REQUIREMENT:
Find each row in the entries below that contains the string "line", and copy every such row in full.

SOURCE MATERIAL:
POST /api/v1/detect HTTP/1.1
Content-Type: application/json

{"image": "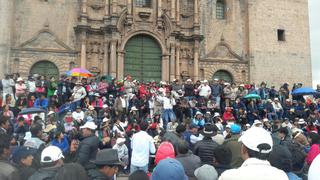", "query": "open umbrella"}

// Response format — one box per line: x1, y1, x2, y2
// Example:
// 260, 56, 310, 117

19, 108, 46, 114
291, 87, 317, 96
244, 94, 261, 99
66, 68, 93, 77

CORRECT RESULT:
// Response format — one box per line: x1, y1, x2, y2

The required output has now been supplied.